• ARBEITSAUFTRAG A:
Beantworte anhand des Lesetexts über Afghanistan die folgenden Fragen:
(i) Zwischen welchen beiden Ländern bestand der Konflikt, den die internationale Diplomatie „The Great Game“ nannte?
(ii) Von wann bis wann währte der „First Afghan War“?
(iii) Seit welchem Jahr hatten Geheimdienstoffiziere beider Seiten den Konflikt geschürt?

• LESETEXT:

********

24. Jahrgang | Nummer 17 | 16. August 2021

Der Hindukusch blutet

von Detlef Jena

The Great Game“ – Das große Spiel – nannte die internationale Diplomatie mit leichter Zunge den Konflikt zwischen Großbritannien und Russland, der die Afghanen von 1839 bis 1919 in drei mörderische Kriege gezerrt hat. 1839 entbrannte der „First Afghan War“ – der Erste afghanische Krieg – und währte bis 1842. Geheimdienstoffiziere beider Seiten hatten den Konflikt seit 1835 geschürt. Sie bedienten sich der Aggressivität des Schahs von Persien (Iran) sowie der permanenten Machtkämpfe zwischen afghanischen Stammesfürsten und forcierten die Spannungen bis zu einem Punkt, an dem der Öffentlichkeit ohne sichtbare Zeichen von Scham erklärt werden konnte, dass nur noch eine militärische Intervention dem afghanischen Volk Frieden und Glück bringen könnte.

********

• Beschriftungen der Objektpunkte:
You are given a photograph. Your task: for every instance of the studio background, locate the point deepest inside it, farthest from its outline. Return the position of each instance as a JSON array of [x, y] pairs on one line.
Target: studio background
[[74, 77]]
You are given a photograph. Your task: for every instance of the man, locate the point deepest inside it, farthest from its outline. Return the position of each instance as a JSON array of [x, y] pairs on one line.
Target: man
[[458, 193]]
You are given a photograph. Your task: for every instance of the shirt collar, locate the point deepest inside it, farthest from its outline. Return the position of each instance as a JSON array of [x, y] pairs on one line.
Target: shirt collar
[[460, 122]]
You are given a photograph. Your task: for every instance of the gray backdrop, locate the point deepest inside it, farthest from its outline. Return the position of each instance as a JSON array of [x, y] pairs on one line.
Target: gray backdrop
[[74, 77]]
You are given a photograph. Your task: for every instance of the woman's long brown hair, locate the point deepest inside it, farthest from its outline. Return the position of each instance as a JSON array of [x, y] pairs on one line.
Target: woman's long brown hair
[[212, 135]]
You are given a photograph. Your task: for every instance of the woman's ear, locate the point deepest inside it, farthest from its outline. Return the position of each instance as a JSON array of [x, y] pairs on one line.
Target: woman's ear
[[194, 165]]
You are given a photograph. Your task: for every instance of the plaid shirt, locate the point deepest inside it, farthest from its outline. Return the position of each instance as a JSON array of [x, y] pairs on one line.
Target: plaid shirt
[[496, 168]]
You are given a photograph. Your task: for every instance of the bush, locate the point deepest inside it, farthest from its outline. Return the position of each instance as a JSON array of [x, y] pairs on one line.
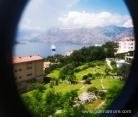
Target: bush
[[87, 81], [92, 89]]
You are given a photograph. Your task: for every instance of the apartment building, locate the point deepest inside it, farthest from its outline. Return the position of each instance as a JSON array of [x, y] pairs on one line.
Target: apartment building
[[28, 68], [125, 45]]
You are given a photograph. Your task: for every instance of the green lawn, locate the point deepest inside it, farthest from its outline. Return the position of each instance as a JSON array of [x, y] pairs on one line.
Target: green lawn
[[64, 87], [54, 73], [92, 70]]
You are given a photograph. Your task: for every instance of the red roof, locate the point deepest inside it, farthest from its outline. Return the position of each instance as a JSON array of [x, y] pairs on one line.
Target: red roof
[[26, 59]]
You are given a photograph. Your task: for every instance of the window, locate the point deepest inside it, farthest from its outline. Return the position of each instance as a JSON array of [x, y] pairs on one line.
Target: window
[[29, 67], [29, 74], [20, 69]]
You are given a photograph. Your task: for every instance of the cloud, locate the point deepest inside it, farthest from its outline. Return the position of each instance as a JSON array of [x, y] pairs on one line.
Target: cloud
[[75, 19], [44, 13]]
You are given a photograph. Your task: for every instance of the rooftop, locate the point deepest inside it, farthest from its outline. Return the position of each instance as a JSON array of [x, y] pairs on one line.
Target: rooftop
[[26, 59]]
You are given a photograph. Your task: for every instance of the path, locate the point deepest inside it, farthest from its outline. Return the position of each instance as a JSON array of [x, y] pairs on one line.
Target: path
[[102, 84], [109, 63], [100, 105]]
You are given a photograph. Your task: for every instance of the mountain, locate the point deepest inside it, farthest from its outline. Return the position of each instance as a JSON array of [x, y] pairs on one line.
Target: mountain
[[97, 35]]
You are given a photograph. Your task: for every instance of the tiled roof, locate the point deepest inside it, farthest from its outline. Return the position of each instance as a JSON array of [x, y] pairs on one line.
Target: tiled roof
[[26, 59]]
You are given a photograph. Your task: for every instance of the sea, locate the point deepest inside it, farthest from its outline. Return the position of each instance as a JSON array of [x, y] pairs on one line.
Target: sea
[[44, 49]]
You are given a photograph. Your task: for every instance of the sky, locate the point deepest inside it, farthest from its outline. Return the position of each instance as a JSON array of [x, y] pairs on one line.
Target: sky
[[46, 14]]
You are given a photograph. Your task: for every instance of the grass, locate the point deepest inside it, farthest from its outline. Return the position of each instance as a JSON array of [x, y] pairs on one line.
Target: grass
[[93, 105], [54, 73], [93, 70], [64, 87]]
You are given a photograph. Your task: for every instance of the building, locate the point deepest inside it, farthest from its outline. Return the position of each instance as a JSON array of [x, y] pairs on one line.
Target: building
[[47, 65], [125, 45], [28, 68]]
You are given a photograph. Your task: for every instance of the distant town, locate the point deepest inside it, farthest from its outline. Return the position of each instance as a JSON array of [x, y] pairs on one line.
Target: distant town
[[91, 75]]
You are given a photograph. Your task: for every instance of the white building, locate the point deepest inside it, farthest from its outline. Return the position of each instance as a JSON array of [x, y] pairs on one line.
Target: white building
[[125, 45]]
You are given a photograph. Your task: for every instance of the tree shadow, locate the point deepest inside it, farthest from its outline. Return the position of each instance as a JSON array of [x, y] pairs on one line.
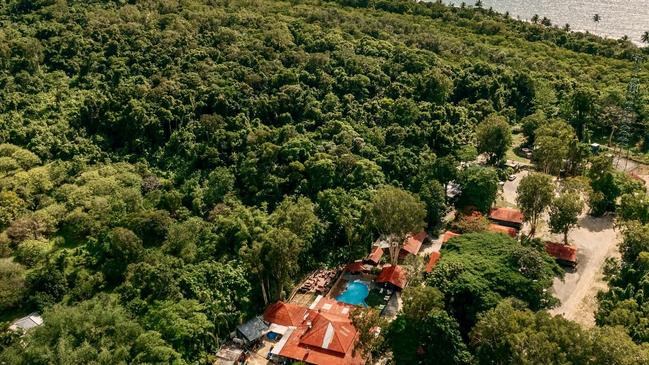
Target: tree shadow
[[596, 224]]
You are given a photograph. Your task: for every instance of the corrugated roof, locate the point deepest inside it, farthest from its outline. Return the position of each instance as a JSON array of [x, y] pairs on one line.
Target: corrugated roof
[[253, 329], [356, 266], [28, 322], [392, 274], [502, 229], [511, 215], [432, 261], [412, 244], [326, 337], [561, 252], [448, 235], [285, 314], [375, 256], [330, 332]]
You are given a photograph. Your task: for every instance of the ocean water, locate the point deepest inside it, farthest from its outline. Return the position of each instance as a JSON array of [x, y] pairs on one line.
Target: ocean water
[[618, 17]]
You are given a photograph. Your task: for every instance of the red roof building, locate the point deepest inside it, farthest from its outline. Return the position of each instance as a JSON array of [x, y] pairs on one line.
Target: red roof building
[[413, 243], [326, 336], [355, 267], [509, 217], [285, 314], [512, 232], [561, 252], [448, 235], [394, 275], [432, 261], [375, 257]]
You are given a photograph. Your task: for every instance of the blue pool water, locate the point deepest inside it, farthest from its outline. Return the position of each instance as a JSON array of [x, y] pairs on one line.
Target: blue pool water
[[355, 293]]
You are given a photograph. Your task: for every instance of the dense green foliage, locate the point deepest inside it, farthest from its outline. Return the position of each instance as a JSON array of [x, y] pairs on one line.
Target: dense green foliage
[[478, 270], [168, 167], [512, 334]]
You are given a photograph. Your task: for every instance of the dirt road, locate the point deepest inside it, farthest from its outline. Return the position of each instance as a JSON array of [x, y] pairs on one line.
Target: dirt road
[[596, 240]]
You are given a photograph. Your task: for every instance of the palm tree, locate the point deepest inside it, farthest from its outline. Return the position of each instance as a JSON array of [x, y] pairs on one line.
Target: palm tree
[[645, 37], [596, 19], [535, 18]]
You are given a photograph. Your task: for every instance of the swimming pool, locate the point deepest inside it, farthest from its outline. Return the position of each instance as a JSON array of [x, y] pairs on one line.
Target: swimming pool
[[355, 293]]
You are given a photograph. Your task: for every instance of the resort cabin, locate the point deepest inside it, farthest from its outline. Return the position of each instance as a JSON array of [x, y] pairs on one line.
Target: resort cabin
[[564, 254], [252, 331], [26, 323], [229, 355], [508, 217], [432, 261], [285, 314], [448, 235], [412, 243], [374, 258], [392, 277], [356, 267], [496, 228], [325, 336]]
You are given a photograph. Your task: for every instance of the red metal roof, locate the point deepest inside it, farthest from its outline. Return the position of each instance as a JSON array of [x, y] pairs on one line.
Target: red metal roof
[[285, 314], [392, 274], [330, 332], [507, 215], [412, 244], [326, 337], [356, 266], [448, 235], [432, 261], [561, 252], [375, 256], [502, 229]]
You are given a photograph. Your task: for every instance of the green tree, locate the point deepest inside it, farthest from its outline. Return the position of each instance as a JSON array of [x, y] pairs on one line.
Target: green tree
[[371, 328], [634, 207], [534, 194], [434, 196], [636, 240], [531, 123], [12, 284], [445, 170], [478, 270], [564, 213], [512, 334], [479, 187], [30, 252], [494, 137], [95, 331], [433, 339], [183, 324], [582, 111], [645, 37], [418, 301], [552, 146], [394, 213], [604, 186], [11, 206]]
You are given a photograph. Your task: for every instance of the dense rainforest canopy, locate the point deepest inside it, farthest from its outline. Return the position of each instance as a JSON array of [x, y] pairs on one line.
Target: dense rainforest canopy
[[167, 167]]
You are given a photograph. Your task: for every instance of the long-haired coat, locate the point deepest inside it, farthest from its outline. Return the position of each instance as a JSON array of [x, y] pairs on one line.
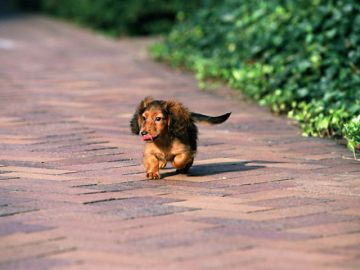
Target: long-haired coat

********

• ARBEITSAUFTRAG B:
Stelle die Zeilen der Auflistung von der Zeile mit „the sea, locate“ bis zur Zeile mit „[[596, 224]]“ als nummerierte Liste dar, beide Zeilen eingeschlossen und ohne Leerzeilen. Lass die Bilder dabei weg.

• LÖSUNG A:
(i) Großbritannien und Russland
(ii) Von 1839 bis 1842
(iii) Seit 1835

• LÖSUNG B:
1. You are given a photograph. Your task: for every instance of the sea, locate the point deepest inside it, farthest from its outline. Return the position of each instance as a JSON array of [x, y] pairs on one line.
2. Target: sea
3. [[44, 49]]
4. You are given a photograph. Your task: for every instance of the sky, locate the point deepest inside it, farthest from its outline. Return the position of each instance as a JSON array of [x, y] pairs on one line.
5. Target: sky
6. [[46, 14]]
7. You are given a photograph. Your task: for every instance of the grass, locate the point deepest inside it, farthest from its outline. Return the position of each instance as a JSON array of [x, y] pairs on one line.
8. Target: grass
9. [[93, 105], [54, 73], [93, 70], [64, 87]]
10. You are given a photograph. Your task: for every instance of the building, locate the point deepest inside it, farthest from its outline. Return the position of each instance as a JSON array of [x, y] pairs on one line.
11. Target: building
12. [[47, 65], [125, 45], [28, 68]]
13. You are given a photograph. Your task: for every instance of the distant town, locate the point deepest inside it, farthest from its outline. Return the position of each instance as a JSON array of [x, y] pairs on one line.
14. Target: distant town
15. [[91, 75]]
16. You are given a photograph. Your task: for every instance of the white building, locate the point deepest inside it, farthest from its outline. Return the position of each instance as a JSON array of [x, y] pairs on one line.
17. Target: white building
18. [[125, 45]]
19. You are given a photograph. Your task: for every instance of the tree shadow, locate the point deepest inside it, farthest from its outline. Return the position of each instance as a JSON array of [x, y] pairs on one line.
20. Target: tree shadow
21. [[596, 224]]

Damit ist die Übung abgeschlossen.